(Excerpts from a dataset)
=== Begin Enclosure ===
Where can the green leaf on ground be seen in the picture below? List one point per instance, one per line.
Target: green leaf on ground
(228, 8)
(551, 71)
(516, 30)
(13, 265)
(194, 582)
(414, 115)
=== End Enclosure ===
Please return every entry exactly as it appears.

### THE COMPLETED TASK
Where can the green leaf on ground be seen in the picture below? List one point per instance, one per line.
Target: green leaf on ground
(228, 8)
(551, 71)
(516, 30)
(13, 265)
(194, 582)
(414, 115)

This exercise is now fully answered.